YOUR TASK:
Gather all lines in the entries that include the word "mask".

Data excerpts
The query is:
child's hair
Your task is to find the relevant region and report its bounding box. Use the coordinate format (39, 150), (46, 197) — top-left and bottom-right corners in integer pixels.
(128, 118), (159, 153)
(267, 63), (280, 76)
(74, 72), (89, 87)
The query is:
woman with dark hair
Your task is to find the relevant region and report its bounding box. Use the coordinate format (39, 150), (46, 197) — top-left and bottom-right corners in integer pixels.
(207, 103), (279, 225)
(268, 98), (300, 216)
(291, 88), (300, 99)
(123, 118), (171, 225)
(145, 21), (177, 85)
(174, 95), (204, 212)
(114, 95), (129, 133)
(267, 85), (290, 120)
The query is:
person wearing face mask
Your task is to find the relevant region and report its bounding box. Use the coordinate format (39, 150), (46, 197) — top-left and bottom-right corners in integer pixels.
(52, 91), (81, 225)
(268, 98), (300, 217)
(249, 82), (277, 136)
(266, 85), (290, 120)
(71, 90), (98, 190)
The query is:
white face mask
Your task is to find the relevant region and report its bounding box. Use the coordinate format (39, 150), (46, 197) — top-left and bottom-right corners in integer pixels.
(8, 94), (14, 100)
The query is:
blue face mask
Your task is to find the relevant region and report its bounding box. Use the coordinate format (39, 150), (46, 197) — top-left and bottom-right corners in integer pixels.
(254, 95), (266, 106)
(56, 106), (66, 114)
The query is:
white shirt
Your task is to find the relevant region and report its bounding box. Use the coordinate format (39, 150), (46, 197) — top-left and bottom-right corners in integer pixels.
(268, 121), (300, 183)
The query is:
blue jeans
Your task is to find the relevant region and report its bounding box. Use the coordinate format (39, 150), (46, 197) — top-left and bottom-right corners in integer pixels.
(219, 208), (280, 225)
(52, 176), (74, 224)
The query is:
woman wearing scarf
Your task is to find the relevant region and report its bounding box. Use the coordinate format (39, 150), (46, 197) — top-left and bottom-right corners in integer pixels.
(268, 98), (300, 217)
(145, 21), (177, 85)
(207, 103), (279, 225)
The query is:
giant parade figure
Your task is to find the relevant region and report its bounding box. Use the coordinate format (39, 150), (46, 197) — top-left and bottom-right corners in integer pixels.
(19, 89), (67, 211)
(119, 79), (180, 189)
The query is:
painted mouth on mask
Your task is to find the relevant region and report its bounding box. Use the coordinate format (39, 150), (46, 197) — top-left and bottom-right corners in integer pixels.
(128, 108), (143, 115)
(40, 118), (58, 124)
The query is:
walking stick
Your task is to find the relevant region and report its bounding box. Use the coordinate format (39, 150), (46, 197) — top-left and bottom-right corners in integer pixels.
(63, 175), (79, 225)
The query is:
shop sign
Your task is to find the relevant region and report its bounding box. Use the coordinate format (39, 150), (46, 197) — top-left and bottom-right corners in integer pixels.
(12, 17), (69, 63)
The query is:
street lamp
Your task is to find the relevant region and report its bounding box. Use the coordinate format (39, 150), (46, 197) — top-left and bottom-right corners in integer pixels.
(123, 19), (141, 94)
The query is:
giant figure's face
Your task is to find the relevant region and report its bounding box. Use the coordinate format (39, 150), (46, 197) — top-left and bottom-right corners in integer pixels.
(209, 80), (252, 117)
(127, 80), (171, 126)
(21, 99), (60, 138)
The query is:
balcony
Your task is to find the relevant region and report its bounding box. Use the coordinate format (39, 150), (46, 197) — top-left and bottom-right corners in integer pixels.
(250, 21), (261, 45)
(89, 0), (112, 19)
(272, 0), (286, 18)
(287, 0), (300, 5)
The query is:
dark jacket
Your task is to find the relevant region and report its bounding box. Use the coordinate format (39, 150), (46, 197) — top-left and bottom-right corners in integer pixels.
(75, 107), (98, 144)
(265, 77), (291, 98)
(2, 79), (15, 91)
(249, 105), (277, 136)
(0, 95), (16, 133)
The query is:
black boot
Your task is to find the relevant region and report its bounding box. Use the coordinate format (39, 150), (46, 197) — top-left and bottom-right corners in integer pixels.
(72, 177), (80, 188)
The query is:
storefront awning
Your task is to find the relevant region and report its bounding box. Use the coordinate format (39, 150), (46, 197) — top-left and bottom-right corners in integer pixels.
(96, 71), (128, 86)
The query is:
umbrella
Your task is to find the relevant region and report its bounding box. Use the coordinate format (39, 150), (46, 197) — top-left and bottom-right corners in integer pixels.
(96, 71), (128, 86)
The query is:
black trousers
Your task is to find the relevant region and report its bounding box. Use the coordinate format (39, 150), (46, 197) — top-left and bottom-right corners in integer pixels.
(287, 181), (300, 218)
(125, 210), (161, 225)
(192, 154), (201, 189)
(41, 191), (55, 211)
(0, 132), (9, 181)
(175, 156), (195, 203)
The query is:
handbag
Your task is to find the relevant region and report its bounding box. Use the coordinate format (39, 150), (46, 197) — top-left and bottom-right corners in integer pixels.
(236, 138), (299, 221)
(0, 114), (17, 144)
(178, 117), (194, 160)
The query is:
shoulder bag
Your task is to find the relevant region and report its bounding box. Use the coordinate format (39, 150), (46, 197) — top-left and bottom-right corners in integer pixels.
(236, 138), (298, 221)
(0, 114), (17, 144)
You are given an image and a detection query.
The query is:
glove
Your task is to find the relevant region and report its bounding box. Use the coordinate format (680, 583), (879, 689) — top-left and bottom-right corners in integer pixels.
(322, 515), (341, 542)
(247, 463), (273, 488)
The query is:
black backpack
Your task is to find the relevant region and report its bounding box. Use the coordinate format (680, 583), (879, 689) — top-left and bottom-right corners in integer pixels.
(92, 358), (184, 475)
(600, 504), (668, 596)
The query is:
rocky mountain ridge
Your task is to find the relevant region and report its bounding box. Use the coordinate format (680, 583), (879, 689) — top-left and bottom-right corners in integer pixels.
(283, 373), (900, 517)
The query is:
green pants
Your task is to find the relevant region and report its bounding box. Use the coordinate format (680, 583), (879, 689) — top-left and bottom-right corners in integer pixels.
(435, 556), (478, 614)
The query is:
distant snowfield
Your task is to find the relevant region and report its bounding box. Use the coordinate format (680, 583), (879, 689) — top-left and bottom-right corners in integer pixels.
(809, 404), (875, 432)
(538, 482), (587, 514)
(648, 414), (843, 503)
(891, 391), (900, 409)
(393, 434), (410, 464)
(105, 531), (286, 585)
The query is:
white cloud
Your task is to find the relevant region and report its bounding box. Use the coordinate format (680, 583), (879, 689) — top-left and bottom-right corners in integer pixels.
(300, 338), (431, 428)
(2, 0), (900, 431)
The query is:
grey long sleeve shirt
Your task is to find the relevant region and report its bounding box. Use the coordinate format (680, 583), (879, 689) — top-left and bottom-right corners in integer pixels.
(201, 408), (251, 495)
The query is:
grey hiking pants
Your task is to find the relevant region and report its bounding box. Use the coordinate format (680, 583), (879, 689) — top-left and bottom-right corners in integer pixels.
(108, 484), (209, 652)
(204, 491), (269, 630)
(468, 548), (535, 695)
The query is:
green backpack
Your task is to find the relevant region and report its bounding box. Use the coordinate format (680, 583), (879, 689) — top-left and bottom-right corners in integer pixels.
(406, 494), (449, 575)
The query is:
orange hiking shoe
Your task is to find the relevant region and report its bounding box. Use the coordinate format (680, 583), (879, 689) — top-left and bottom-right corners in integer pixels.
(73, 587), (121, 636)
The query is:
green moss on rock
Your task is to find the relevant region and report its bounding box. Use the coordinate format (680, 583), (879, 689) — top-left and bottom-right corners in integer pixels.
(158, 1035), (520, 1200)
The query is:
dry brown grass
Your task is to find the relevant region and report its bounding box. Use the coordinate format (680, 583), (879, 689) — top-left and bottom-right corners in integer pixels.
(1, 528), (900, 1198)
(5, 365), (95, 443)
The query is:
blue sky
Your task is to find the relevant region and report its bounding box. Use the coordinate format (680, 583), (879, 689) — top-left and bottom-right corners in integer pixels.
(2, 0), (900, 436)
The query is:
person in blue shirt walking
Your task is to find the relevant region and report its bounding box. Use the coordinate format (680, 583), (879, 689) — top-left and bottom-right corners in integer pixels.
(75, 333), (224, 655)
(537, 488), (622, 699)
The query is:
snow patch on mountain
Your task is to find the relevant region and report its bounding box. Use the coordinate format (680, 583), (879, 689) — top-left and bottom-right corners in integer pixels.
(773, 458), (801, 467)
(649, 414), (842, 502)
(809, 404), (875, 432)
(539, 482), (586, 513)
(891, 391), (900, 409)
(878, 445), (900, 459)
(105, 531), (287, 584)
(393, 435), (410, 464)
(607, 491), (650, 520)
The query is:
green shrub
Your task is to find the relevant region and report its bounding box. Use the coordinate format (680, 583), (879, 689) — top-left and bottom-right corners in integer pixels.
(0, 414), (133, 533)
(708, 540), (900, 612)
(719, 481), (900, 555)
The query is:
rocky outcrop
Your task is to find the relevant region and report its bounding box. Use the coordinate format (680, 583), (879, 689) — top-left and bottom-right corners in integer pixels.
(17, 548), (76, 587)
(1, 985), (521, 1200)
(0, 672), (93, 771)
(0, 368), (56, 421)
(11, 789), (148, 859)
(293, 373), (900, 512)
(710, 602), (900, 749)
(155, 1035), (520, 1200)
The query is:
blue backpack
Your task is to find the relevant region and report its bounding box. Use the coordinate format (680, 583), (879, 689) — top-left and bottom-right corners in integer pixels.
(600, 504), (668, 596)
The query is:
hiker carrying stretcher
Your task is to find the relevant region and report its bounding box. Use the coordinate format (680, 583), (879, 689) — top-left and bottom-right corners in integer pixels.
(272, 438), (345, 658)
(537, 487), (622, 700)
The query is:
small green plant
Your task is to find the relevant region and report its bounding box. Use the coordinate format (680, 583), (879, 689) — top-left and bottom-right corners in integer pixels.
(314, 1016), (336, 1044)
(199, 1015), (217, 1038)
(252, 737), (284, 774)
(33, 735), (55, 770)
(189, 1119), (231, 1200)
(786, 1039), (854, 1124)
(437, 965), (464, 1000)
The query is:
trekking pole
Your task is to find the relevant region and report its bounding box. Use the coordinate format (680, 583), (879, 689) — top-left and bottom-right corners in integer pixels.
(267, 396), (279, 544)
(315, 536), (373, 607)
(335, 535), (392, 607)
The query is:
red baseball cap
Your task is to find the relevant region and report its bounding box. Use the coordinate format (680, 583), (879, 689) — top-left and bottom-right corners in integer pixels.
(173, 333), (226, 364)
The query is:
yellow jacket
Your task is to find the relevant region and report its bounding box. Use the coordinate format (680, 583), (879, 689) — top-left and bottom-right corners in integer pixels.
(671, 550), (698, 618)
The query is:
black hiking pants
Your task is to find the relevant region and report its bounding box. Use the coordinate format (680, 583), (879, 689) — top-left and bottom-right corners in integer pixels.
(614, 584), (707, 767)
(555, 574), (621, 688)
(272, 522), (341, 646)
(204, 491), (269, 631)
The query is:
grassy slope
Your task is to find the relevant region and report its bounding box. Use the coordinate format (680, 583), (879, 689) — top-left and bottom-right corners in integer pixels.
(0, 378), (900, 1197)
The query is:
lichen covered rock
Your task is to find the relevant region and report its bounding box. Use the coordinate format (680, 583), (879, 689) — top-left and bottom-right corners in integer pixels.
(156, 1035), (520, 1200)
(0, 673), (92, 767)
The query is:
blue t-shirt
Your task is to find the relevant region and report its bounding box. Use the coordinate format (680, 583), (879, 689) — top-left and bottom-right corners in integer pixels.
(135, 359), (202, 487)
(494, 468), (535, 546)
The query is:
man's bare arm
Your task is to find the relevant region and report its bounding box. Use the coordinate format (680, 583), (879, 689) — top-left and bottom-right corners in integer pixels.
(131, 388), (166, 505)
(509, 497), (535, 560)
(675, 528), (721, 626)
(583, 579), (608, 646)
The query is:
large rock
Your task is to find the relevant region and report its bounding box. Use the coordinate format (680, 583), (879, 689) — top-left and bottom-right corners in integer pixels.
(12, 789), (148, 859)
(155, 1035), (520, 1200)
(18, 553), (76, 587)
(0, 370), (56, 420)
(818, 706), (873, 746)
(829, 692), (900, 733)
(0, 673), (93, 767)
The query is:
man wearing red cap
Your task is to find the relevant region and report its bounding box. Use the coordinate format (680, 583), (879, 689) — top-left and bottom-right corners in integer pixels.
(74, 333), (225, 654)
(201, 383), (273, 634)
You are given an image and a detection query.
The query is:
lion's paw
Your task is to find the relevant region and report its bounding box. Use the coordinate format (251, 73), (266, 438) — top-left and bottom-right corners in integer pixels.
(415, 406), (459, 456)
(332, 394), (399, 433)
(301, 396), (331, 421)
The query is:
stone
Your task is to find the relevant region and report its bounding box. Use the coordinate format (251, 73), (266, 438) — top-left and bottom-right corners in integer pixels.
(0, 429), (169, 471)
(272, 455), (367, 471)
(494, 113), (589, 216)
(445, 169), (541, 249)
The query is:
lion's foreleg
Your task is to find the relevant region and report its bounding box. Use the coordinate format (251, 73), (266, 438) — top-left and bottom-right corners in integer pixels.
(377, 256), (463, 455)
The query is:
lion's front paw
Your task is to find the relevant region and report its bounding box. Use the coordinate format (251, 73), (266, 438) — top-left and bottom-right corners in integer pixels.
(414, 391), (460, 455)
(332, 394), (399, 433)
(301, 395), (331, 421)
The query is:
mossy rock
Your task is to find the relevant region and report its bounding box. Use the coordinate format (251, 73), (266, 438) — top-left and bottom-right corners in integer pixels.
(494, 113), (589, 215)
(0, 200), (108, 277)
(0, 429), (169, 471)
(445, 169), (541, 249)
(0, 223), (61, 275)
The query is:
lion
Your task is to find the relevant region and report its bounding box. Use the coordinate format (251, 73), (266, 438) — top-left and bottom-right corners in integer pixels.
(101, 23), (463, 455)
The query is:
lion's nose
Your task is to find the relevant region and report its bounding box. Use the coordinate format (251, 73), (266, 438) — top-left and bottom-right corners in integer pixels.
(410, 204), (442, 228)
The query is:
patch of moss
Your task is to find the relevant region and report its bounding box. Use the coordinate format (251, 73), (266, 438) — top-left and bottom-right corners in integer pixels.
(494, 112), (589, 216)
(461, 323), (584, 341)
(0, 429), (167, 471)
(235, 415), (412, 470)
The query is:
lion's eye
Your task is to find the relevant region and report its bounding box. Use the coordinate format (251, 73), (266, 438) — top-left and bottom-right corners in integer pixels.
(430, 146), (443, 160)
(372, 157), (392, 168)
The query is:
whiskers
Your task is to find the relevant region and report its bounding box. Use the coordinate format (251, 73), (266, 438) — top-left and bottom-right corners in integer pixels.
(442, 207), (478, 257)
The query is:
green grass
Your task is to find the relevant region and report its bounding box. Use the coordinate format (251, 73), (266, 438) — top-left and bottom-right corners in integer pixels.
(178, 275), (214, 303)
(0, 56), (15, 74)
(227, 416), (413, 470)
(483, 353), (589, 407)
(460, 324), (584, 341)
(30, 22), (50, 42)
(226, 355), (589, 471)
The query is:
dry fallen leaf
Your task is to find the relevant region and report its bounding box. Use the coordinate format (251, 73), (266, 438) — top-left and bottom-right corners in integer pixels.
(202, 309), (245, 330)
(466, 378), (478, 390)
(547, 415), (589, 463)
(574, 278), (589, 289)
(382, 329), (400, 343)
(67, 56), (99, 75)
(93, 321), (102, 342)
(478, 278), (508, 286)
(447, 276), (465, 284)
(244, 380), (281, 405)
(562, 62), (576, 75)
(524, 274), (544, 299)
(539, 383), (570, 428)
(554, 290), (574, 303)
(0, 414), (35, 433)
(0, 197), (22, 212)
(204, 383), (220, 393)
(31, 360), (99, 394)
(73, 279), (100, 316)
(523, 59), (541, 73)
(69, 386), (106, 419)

RESPONSE BELOW:
person wearing face mask
white face mask
blue face mask
painted mouth on mask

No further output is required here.